Exercise » Could you recast the lines between the one holding "Target: snow-covered road" and the one holding "Query: yellow kayak with two paddlers", inclusive, as a JSON list of strings with one string per line and blank lines dropped? Leave the pictures out.

Data section »
--*--

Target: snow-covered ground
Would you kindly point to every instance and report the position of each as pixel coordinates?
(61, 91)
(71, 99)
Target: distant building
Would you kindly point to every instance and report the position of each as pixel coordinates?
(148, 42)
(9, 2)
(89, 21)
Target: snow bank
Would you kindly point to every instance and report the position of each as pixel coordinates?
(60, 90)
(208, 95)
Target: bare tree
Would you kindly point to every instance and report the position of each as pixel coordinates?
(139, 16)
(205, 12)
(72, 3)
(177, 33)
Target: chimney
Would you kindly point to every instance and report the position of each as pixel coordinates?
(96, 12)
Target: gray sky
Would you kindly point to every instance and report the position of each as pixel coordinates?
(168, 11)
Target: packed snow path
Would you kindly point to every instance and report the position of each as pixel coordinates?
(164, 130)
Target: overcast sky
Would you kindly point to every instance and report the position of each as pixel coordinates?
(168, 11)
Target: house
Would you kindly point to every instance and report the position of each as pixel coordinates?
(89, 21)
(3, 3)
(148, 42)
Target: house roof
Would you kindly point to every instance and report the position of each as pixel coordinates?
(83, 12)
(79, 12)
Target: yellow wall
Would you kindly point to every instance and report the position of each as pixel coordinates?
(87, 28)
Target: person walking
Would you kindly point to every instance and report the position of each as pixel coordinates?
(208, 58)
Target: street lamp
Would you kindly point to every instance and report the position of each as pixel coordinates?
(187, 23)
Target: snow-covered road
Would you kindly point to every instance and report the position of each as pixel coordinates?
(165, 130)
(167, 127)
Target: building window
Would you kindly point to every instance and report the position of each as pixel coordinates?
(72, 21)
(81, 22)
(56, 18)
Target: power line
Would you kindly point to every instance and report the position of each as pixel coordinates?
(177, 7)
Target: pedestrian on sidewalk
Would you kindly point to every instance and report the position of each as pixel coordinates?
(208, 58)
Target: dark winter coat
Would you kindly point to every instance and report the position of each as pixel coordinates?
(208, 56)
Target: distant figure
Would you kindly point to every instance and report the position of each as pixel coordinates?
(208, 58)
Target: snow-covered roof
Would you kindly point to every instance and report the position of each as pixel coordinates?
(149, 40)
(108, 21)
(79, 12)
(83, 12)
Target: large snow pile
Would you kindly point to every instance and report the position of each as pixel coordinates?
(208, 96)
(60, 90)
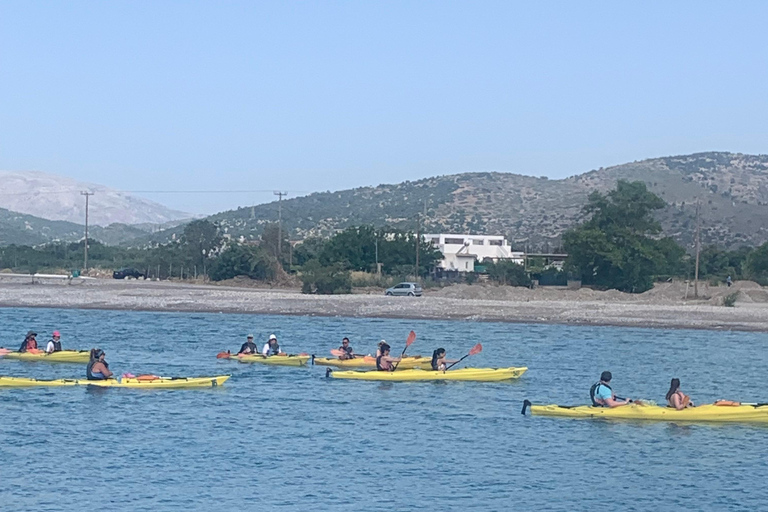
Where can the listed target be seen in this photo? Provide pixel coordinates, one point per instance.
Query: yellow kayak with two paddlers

--*--

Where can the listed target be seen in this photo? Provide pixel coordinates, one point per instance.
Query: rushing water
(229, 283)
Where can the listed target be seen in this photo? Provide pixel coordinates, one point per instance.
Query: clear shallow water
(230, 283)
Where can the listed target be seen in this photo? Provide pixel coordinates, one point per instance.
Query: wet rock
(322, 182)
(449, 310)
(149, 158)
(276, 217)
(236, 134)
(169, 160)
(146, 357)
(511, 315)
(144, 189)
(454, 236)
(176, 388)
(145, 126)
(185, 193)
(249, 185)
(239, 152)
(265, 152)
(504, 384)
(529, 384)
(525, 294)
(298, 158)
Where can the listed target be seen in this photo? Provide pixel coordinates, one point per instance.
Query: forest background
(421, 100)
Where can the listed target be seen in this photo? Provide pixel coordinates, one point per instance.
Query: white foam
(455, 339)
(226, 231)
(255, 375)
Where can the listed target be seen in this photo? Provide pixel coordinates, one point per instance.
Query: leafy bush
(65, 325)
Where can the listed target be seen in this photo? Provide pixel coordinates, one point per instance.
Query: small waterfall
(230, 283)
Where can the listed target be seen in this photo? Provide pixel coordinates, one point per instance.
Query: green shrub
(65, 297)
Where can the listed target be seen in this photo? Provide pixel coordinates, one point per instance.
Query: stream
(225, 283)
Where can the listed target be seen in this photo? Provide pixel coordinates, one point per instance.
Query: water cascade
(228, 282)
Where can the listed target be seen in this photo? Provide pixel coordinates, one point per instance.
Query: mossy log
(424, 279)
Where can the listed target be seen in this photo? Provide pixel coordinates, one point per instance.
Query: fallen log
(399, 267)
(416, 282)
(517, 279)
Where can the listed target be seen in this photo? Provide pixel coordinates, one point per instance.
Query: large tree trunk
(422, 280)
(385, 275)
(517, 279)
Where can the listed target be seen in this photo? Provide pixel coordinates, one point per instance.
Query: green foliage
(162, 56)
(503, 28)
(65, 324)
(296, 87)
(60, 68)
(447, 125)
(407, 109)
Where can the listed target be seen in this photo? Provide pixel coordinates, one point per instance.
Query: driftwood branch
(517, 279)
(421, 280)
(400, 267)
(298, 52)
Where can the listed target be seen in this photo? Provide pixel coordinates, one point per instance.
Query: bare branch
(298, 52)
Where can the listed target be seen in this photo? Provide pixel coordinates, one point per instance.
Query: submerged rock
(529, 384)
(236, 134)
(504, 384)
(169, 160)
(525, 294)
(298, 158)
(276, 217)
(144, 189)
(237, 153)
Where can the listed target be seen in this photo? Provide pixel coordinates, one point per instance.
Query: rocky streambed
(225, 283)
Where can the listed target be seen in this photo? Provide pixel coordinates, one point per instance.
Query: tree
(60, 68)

--*--

Answer for the task »
[
  "Target: snow-covered road",
  "Would you kindly point to every instance and report the position of each as pixel coordinates?",
  "(165, 130)",
  "(167, 127)",
  "Target: building window",
  "Would you kindly point to every instance and report the position of each as pixel coordinates?",
  "(72, 21)",
  "(81, 22)",
  "(56, 18)",
  "Target: power line",
  "Would you kindly point to every instance and report the position of each as pixel coordinates?",
  "(177, 7)",
  "Target: pedestrian on sidewalk",
  "Would you kindly point to every instance and report the position of each as pixel coordinates?",
  "(208, 58)",
  "Target: dark winter coat",
  "Would you kindly point to every instance and report the position of each as pixel coordinates?",
  "(208, 56)",
  "Target: distant figure",
  "Would you kindly point to every instance and report the position of each as pixel coordinates?",
  "(208, 58)",
  "Target: snow-covered roof",
  "Would you kindly point to every instance and report the position of each as pixel coordinates?",
  "(149, 40)",
  "(108, 21)",
  "(79, 12)",
  "(83, 12)",
  "Target: large snow pile",
  "Would you kindly point to every instance and report the position of each as pixel coordinates?",
  "(208, 96)",
  "(60, 90)",
  "Where can the listed target be seen in this photo? Provide pixel coordinates, one point per instance.",
  "Query: yellow kayak with two paddlers"
]